# start of Provided records

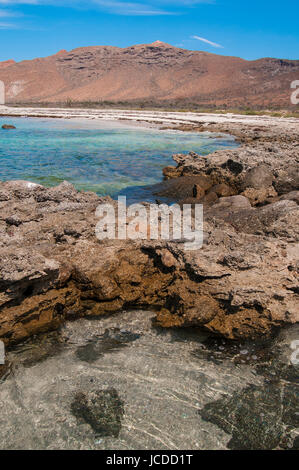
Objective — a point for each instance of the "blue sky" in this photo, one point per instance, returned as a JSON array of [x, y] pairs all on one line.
[[250, 28]]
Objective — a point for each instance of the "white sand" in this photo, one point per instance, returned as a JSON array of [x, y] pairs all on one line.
[[148, 118]]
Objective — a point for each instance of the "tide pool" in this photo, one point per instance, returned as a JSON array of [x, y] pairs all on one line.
[[105, 157]]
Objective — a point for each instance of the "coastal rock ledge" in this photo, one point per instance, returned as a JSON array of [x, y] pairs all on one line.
[[243, 283]]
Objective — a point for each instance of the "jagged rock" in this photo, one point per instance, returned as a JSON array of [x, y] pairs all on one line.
[[259, 177], [242, 283], [259, 196]]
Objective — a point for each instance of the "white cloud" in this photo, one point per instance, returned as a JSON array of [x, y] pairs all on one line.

# end of Provided records

## Problem description
Leave out all pictures, then copy the remaining material exactly.

## Problem solution
Objective — a point for each instance of the "blue sky" in this photo, one point per instance, returned as a JSON array of [x, y] pairs all on one line.
[[250, 28]]
Objective — a point for each instance of the "white sand" in this photo, one point per instance, returned as a JSON array of [x, y] pairs all on one line.
[[148, 118]]
Objective — a point for each instance of the "tide pool" in this photo, one point per instance, returned as a JSON array of [x, y] pairs all on one line.
[[105, 157]]
Objective — a point for each instance of the "coastal rock ledge" in this photo, one point per instance, returned as a JSON array of [x, y] pairs all on one line.
[[243, 283]]
Objective — a point for each instance of the "jagged rock" in this photo, one point per instance, returned as a JSON array of [x, y] pairs all on one line.
[[259, 177], [242, 283], [259, 196]]
Objective — a point for each instance of the "white cloud" in this photo, one point per instance, returned as a JSON array of [x, y] pairs all on one line.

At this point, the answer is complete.